BEGIN Text segment

Following his capture in York, police charged Appellant with first-degree murder, PIC, and numerous other offenses. The case proceeded tó a jury trial, where Appellant claimed self-defense and attempted to paint Victim as the aggressor. Specifically, Appellant stated he opened fire because Victim was beating him from behind with a metallic object, which Appellant believed was a weapon. In rebuttal, the Commonwealth called Police Sergeant Sean Butts, a longtime friend of Victim, who testified to Victim’s peaceable nature. Defense counsel objected to this testimony solely on the grounds of relevance. The court overruled the objection and permitted Sgt. Butts to testify. The jury found Appellant guilty of first-degree murder and PIC. The court sentenced Appellant to life imprisonment on the murder charge and a concurrent sentence of two and a half to five years’ imprisonment for PIC.

Appellant timely appealed and a three-judge panel of this Court vacated and remanded for a new trial on the ground that the court erred when it allowed Sgt. Butts to give “character evidence not in the form of reputation testimony.” The panel further concluded the error was not harmless, primarily because Appellant raised self-defense, making Victim’s reputation for peacefulness a critical issue. The Commonwealth sought en banc reconsideration, which this Court granted on October 20, 2011.

Appellant raises five issues for our review:

IS APPELLANT ENTITLED TO AN ARREST OF JUDGMENT ON ALL CHARGES WHERE THE EVIDENCE, AS HERE, IS NOT SUFFICIENT TO SUSTAIN THE VERDICT?

END Text segment
BEGIN Data extract

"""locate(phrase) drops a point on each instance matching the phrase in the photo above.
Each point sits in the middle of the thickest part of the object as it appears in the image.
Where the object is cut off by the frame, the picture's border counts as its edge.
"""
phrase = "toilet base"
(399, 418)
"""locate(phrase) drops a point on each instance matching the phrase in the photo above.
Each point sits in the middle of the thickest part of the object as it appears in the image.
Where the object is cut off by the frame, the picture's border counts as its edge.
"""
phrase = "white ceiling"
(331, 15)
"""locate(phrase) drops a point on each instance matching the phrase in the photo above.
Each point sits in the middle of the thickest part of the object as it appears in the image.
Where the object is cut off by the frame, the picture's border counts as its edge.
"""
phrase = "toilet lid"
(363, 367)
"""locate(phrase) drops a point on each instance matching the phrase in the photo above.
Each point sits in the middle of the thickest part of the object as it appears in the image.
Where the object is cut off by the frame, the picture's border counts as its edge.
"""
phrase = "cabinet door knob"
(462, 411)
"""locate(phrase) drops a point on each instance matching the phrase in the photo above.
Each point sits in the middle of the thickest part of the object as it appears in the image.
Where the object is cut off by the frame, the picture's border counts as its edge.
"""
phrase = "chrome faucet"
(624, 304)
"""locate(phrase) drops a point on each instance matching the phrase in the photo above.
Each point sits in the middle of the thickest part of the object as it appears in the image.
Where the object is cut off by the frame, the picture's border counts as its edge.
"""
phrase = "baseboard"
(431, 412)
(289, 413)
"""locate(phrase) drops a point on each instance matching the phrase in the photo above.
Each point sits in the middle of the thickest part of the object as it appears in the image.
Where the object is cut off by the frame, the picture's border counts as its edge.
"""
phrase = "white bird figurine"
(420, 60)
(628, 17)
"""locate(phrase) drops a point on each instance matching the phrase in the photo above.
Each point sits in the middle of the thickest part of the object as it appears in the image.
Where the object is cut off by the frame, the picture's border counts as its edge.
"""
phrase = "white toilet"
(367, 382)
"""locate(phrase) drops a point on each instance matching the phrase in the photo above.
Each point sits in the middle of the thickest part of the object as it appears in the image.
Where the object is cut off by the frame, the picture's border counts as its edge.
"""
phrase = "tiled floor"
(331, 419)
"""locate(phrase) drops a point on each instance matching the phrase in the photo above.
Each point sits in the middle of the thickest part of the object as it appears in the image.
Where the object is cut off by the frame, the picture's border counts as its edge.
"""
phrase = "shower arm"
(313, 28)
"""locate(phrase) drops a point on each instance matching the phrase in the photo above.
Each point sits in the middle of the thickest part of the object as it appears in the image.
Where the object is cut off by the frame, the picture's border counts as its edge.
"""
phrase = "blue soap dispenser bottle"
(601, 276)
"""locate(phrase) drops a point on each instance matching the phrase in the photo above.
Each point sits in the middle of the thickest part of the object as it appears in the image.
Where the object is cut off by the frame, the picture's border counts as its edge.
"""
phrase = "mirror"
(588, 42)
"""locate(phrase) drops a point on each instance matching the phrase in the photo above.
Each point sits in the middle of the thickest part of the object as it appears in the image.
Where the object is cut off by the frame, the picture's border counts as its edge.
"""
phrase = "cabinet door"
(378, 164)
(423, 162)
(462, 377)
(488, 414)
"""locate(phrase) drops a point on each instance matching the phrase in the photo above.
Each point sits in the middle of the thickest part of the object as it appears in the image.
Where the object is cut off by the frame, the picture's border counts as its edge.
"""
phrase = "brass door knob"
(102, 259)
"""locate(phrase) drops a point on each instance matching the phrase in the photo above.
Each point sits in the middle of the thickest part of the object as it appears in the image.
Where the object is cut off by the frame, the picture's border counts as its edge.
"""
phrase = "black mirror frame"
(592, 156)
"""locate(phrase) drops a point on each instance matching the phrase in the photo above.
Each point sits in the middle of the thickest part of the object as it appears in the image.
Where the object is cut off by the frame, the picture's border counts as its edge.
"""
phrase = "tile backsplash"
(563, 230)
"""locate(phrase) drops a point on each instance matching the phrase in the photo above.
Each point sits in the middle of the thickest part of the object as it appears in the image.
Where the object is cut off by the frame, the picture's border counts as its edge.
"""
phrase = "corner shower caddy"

END Data extract

Please return the full court opinion excerpt on the murder appeal, word for word.

**Exercise response**
Following his capture in York, police charged Appellant with first-degree murder, PIC, and numerous other offenses. The case proceeded tó a jury trial, where Appellant claimed self-defense and attempted to paint Victim as the aggressor. Specifically, Appellant stated he opened fire because Victim was beating him from behind with a metallic object, which Appellant believed was a weapon. In rebuttal, the Commonwealth called Police Sergeant Sean Butts, a longtime friend of Victim, who testified to Victim’s peaceable nature. Defense counsel objected to this testimony solely on the grounds of relevance. The court overruled the objection and permitted Sgt. Butts to testify. The jury found Appellant guilty of first-degree murder and PIC. The court sentenced Appellant to life imprisonment on the murder charge and a concurrent sentence of two and a half to five years’ imprisonment for PIC.

Appellant timely appealed and a three-judge panel of this Court vacated and remanded for a new trial on the ground that the court erred when it allowed Sgt. Butts to give “character evidence not in the form of reputation testimony.” The panel further concluded the error was not harmless, primarily because Appellant raised self-defense, making Victim’s reputation for peacefulness a critical issue. The Commonwealth sought en banc reconsideration, which this Court granted on October 20, 2011.

Appellant raises five issues for our review:

IS APPELLANT ENTITLED TO AN ARREST OF JUDGMENT ON ALL CHARGES WHERE THE EVIDENCE, AS HERE, IS NOT SUFFICIENT TO SUSTAIN THE VERDICT?